*MATERIAL SHOWN*:

※

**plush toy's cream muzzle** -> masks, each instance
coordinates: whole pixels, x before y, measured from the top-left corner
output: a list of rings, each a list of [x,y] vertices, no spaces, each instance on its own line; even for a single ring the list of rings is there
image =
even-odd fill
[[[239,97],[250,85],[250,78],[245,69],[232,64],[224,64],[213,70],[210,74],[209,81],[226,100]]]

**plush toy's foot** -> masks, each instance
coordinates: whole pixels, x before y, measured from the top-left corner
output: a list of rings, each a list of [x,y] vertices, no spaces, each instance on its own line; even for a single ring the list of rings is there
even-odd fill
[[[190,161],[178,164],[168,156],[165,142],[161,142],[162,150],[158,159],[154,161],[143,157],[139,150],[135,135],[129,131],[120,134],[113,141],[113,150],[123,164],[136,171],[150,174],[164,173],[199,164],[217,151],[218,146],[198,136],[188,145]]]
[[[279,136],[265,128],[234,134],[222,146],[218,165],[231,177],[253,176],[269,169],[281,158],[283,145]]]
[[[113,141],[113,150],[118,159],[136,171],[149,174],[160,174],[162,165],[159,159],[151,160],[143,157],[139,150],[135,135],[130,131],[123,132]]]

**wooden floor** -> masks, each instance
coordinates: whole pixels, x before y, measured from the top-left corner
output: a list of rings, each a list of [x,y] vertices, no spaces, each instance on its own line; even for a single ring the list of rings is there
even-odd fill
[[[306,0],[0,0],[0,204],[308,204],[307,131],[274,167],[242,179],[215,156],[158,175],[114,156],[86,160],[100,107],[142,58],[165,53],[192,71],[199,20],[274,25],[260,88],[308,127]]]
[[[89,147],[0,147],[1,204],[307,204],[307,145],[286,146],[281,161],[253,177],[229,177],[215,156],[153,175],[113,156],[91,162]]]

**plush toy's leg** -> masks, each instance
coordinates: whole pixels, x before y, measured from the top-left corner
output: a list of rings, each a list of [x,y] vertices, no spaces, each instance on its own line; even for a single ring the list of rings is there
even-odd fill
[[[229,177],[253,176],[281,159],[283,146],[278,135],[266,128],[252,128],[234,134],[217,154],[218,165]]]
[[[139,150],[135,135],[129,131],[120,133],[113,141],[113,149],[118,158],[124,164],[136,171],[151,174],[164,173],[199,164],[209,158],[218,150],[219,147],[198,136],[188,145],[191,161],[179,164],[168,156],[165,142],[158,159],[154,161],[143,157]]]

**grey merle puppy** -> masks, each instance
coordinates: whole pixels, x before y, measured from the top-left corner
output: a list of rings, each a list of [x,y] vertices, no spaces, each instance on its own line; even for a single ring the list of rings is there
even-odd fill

※

*THE EXERCISE*: Put the lines from the one with "puppy** -> masks, each instance" through the end of the lines into a Markdown table with the columns Row and Line, leaving out blank lines.

*ANSWER FOR THE TASK*:
| Row | Line |
|---|---|
| 1 | **grey merle puppy** -> masks, each instance |
| 2 | coordinates: whole pixels, x before y, measured from the top-left corner |
| 3 | output: a list of rings, each a list of [x,y] vertices, no spaces, each instance on its own line; even for a single ring the list of rings is there |
| 4 | even-odd fill |